**Übungstext**
# # # #

Die Aufrufe der Gemeinde wurden in den 1790er-Jahren deshalb wiederholt, wobei auch auf die staatlichen Strafen hingewiesen wurde. Verständlicherweise enthielten sich die Aufrufe einer Kritik dieses Verbots, ja sie unterstützten es, indem sie den mit den Behörden in Konflikt geratenen Bettlern jede Hilfe verweigerten. Eine wichtige Rolle spielte bei der Versorgung der jüdischen Armen in der Gemeinde die Sorge um Brennmaterial, wofür bereits im Juli gesammelt wurde. Nicht der einzelne Arme, sondern „die Verwalter des Vereins zur Verteilung von Torf an Arme“ „gingen [in der Gemeinde] umher, um die üblichen Spenden einzunehmen“. Neben den offiziellen Armen-Deputierten der Gemeinde agierte also auch ein „Verein“ zur Unterstützung der Armen, der sich noch zur Zeit der Dreigemeinde gebildet hatte. Wir können aus den Quellen nichts Genaueres über die Zusammensetzung dieses Vereins entnehmen, doch ist davon auszugehen, dass es sich um einen der sozialen Fürsorgevereine handelt, die sich im Zuge einer sozial engagierten Aufklärungsphilosophie analog zur Gesamtgesellschaft auch in den jüdischen Gemeinden gebildet hatten. Sie sind ein Zeichen für die Akkulturation der jüdischen Minderheit an die Strukturen der Gesamtgesellschaft, die unter anderem von den jüdischen Aufklärern, den Maskilim, betrieben wurde. In der Dreigemeinde existierten keine jüdischen Aufklärungszirkel, wie sie für Berlin oder Breslau überliefert sind, auch fehlte der Kontakt zur nicht-jüdischen Aufklärungsgesellschaft, doch es gab akkulturative Tendenzen.

# # # #

**Arbeitsaufträge**
1. Listen Sie sämtliche Wortlaute auf, die im Übungstext zwischen Anführungszeichen stehen.
2. Übertragen Sie folgenden Satz aus dem Übungstext ins Englische: „Eine wichtige Rolle spielte bei der Versorgung der jüdischen Armen in der Gemeinde die Sorge um Brennmaterial, wofür bereits im Juli gesammelt wurde.“

# # # #

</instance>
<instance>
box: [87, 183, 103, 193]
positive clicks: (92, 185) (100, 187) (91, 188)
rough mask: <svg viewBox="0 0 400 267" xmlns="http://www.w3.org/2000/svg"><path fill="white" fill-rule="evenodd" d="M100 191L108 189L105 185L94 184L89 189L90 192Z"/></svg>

# # # #

**Lösungen**
1.
- „die Verwalter des Vereins zur Verteilung von Torf an Arme“
- „gingen [in der Gemeinde] umher, um die üblichen Spenden einzunehmen“
- „Verein“

2. Concern about fuel played an important role in providing for the Jewish poor in the community, and collections for it were already made in July.